» Written instruction: Please print every one of the rows below word for word, changing nothing.

^^^^^^^^^^^^^^^^

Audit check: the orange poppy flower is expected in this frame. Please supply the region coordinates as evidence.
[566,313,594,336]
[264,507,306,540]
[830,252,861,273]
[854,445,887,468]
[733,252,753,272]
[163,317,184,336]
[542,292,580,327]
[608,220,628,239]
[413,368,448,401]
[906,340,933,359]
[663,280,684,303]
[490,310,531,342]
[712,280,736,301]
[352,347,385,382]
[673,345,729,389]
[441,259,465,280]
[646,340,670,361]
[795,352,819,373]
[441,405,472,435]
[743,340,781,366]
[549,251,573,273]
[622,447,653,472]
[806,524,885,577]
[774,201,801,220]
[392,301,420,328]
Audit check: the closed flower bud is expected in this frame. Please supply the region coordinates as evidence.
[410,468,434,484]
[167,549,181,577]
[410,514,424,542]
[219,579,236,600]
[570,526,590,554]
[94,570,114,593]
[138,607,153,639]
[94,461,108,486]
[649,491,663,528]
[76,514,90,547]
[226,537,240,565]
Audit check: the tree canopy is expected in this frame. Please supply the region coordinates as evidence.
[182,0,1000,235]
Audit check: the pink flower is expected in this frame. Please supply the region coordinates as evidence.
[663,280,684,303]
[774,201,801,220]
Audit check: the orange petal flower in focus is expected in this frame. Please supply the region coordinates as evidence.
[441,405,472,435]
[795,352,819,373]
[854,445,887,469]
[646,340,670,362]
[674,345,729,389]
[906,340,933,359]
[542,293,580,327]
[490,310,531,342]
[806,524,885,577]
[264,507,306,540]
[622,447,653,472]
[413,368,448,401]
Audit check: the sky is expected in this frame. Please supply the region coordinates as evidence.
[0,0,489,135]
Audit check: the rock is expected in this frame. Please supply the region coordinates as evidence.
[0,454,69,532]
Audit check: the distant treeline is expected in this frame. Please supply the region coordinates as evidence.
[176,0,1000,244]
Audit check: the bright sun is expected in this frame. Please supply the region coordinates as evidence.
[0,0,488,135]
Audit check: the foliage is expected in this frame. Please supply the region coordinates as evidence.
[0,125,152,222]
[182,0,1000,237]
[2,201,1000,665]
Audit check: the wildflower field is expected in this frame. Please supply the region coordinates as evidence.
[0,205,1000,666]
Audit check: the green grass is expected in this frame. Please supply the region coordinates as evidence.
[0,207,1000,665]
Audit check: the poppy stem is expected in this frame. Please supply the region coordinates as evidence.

^^^^^^^^^^^^^^^^

» Problem solution:
Audit check: the orange poppy flower is expected in this frame. Please supply the region coordinates as evidence.
[566,313,594,336]
[264,507,306,540]
[830,252,861,273]
[854,445,887,468]
[733,252,753,272]
[163,317,184,336]
[542,292,580,327]
[608,220,628,239]
[413,368,448,401]
[906,340,933,359]
[663,280,684,303]
[490,310,531,342]
[712,280,736,301]
[352,347,385,382]
[673,345,729,389]
[441,259,465,280]
[646,340,670,361]
[795,352,819,373]
[441,405,472,435]
[743,340,781,366]
[549,251,573,273]
[622,447,653,472]
[806,524,885,577]
[774,201,801,220]
[392,301,420,328]
Audit check: the closed flower bud is expected in this frame. Please supply the region coordinates as evidence.
[410,468,434,484]
[167,549,181,577]
[410,514,424,542]
[219,579,236,600]
[570,526,590,554]
[94,570,114,593]
[138,607,153,639]
[94,461,108,486]
[649,491,663,528]
[76,514,90,547]
[226,537,240,565]
Audit check: the tree canopy is expected in this frame. Please supply the region coordinates as evidence.
[182,0,1000,235]
Audit check: the pink flower is expected in this frame. Please supply the region coordinates as evidence.
[663,280,684,303]
[774,201,801,220]
Audit check: the orange petal flower in focus is expected in this frame. Please supply the region coordinates as evidence.
[441,405,472,435]
[795,352,819,373]
[854,445,887,469]
[646,340,670,362]
[674,345,729,389]
[906,340,933,359]
[542,293,580,327]
[490,310,531,342]
[806,524,885,577]
[264,507,306,540]
[622,447,653,472]
[413,368,448,401]
Audit check: the sky is expected in this frame. Please supply the region coordinates as evidence.
[0,0,489,135]
Audit check: the rock is expected in this frame. Please supply the region coordinates as evidence.
[0,454,69,532]
Audit check: the distant treeline is expected in this frame. Please supply the region coordinates as evidence.
[176,0,1000,244]
Audit check: the bright sun is expected in this frame. Please supply the region coordinates as evidence.
[0,0,488,135]
Audit check: the foliage is expected in this frame. Please supply the region coordinates as evidence.
[0,125,152,222]
[182,0,1000,237]
[2,201,1000,665]
Audit check: the wildflower field is expected in this frame. Please supply the region coordinates as evidence.
[0,205,1000,666]
Audit check: the green grass is expected in this frame. Please supply the region coordinates as evidence.
[0,207,1000,665]
Audit check: the poppy stem is expected in this frame. Please supply the region coordinates as evidence.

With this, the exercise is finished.